Top of Supplied records
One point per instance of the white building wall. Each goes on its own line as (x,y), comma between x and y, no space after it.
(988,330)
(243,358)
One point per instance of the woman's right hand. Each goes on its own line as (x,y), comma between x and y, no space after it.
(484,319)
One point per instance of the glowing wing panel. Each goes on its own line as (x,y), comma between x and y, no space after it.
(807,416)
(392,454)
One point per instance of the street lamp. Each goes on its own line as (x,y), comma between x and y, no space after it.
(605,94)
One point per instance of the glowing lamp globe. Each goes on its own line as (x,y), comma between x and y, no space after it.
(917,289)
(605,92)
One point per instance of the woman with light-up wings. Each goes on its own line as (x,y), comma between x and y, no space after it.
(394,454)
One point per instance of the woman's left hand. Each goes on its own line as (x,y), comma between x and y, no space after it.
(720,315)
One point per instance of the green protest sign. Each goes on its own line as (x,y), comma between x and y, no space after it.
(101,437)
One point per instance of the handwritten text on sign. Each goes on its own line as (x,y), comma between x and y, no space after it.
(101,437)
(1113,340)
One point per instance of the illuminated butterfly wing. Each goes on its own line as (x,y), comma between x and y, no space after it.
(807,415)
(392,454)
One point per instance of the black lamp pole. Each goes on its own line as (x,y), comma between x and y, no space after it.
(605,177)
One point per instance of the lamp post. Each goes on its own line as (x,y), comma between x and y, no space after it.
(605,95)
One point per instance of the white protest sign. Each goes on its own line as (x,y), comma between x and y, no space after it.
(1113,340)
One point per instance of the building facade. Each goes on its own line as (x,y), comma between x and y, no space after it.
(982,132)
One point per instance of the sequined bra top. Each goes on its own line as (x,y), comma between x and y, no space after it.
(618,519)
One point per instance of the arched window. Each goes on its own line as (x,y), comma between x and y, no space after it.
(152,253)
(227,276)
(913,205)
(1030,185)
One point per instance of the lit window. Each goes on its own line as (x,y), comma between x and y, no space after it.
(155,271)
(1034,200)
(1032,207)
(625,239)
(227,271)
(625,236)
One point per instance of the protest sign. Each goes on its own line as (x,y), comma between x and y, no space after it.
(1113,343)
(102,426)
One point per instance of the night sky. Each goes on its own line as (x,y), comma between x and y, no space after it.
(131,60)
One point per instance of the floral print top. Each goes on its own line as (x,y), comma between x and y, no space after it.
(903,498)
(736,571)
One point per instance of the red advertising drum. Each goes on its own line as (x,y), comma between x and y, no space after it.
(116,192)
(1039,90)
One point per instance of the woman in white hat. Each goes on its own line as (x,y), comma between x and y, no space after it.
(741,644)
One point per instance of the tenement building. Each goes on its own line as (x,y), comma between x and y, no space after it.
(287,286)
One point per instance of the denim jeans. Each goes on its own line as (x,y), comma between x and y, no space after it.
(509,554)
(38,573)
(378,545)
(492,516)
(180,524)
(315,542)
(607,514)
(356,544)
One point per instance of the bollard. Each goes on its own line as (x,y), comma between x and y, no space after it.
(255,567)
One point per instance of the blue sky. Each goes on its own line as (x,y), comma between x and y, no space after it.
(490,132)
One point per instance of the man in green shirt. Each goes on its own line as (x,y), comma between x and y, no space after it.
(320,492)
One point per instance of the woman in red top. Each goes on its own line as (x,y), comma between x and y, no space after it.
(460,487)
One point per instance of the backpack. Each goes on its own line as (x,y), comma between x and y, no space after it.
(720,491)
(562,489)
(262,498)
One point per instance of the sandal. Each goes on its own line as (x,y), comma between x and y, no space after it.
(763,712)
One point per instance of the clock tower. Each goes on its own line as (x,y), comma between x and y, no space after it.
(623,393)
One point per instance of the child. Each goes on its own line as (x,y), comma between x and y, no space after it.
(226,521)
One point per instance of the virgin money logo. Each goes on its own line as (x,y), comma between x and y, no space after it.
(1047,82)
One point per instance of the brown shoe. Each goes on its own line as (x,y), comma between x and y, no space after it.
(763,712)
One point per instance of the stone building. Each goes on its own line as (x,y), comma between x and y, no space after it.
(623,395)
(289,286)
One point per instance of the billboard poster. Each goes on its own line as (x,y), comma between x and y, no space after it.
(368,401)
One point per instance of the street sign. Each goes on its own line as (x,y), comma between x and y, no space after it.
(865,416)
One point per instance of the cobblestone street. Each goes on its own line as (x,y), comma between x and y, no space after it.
Bottom of Supplied records
> [What you should do]: When you reach the line that contains "One point per instance of the brown" in the material above, please copy it and every line after it exactly, stopping only at the last line.

> [Result of the task]:
One point per instance of the brown shoe. Each goes on its own line as (x,y), comma between x and y, no space after it.
(763,712)
One point per instance of the stone building. Each goes on its own line as (x,y), comma between x and y, no space after it.
(623,395)
(289,286)
One point per instance of the billboard poster. Each goes on its own line as (x,y), comma between x and y, no space after it.
(368,401)
One point per instance of the street sign. Each goes on its own line as (x,y), comma between x and y, no space after it.
(865,416)
One point per instance of the cobblestone street. Each goes on its own line as (x,y), comma between x and y, no space after it.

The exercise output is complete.